* Selected extract:

-- Begin --

# Yarn shops in Anchorage



## Penrith Grandma (Apr 19, 2011)

I am sure someone on KP can tell me if there are any yarn shops in Anchorage and if so what is the address. I am visiting Anchorage, well actually Girdwood in August and would like to visit a yarn shop.
Thanks in advance
Judy


----------



## LynneA (Oct 2, 2011)

Try this:

http://www.knitmap.com/


----------



## akmnchkn (Sep 17, 2011)

There are 2: Far North Yarn Co and The Quilt Tree. If you'd like more info send me a PM and I can provide that.


----------



## jheiens (Jan 20, 2011)

I tried the link in the post just under your original post and found 4 shops in and around Anchorage, Alaska.



Penrith Grandma said:


> I am sure someone on KP can tell me if there are any yarn shops in Anchorage and if so what is the address. I am visiting Anchorage, well actually Girdwood in August and would like to visit a yarn shop.
> Thanks in advance
> Judy


----------



## Gulfbreezeknitter (Apr 29, 2012)

There is a lovely yarn shop in Seward, AK, called A Flyin Skein. We Have a cabin in Seward and I spend many hours in this little shop.


----------



## BeaStitcher (Nov 18, 2011)

Here's a list of LYS' from all over. Anchorage is on top of the first page. 

Sharon


----------



## Penrith Grandma (Apr 19, 2011)

akmnchkn said:


> There are 2: Far North Yarn Co and The Quilt Tree. If you'd like more info send me a PM and I can provide that.


Thank you for the information on yarn shops. You all have been so helpful thank you.


----------



## 34652 (Sep 5, 2011)

If you are interested in Qiviuk yarn, you can purchase it at the Alaska Wildlife Conservation Center and support the refuge. It's south of Anchorage on Seward Highway. I enjoy visiting the refuge and the gift shop. I also bought yarn and pattern for a scarf at the Far North Yarn Co. on Spenard Rd. I somehow misplaced the pattern for the scarf and they kindly sent me another copy! Lots of great people in a great state! I have fond memories of our travels in AK.


----------



## MerryMoose (Apr 29, 2012)

There are two very nice yarns shops in Anchorage. One is called Far North Yarns and the other is The Yarn Branch located inside of QuiltTree Fabrics. Both have lovely yarns of all fibers from around the world.


----------



## Penrith Grandma (Apr 19, 2011)

gk said:


> If you are interested in Qiviuk yarn, you can purchase it at the Alaska Wildlife Conservation Center and support the refuge. It's south of Anchorage on Seward Highway. I enjoy visiting the refuge and the gift shop. I also bought yarn and pattern for a scarf at the Far North Yarn Co. on Spenard Rd. I somehow misplaced the pattern for the scarf and they kindly sent me another copy! Lots of great people in a great state! I have fond memories of our travels in AK.

-- End --

* Description of the task:
Write out the passage of the Anchorage yarn shop thread that begins at the words "## akmnchkn (Sep" and stops after "around Anchorage, Alaska.", copying it word for word.

* Data excerpts:
-- Begin --

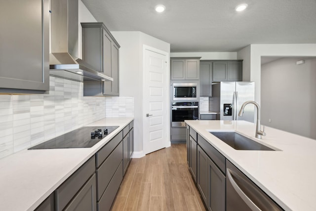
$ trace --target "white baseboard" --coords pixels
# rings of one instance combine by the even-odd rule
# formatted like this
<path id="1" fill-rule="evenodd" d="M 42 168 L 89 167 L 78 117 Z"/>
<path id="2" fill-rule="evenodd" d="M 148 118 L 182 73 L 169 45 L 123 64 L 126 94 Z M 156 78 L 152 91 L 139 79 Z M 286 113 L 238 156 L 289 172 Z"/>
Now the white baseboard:
<path id="1" fill-rule="evenodd" d="M 146 155 L 143 150 L 138 151 L 134 151 L 132 154 L 132 158 L 139 158 L 145 156 Z"/>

-- End --

* Task solution:
## akmnchkn (Sep 17, 2011)

There are 2: Far North Yarn Co and The Quilt Tree. If you'd like more info send me a PM and I can provide that.


----------



## jheiens (Jan 20, 2011)

I tried the link in the post just under your original post and found 4 shops in and around Anchorage, Alaska.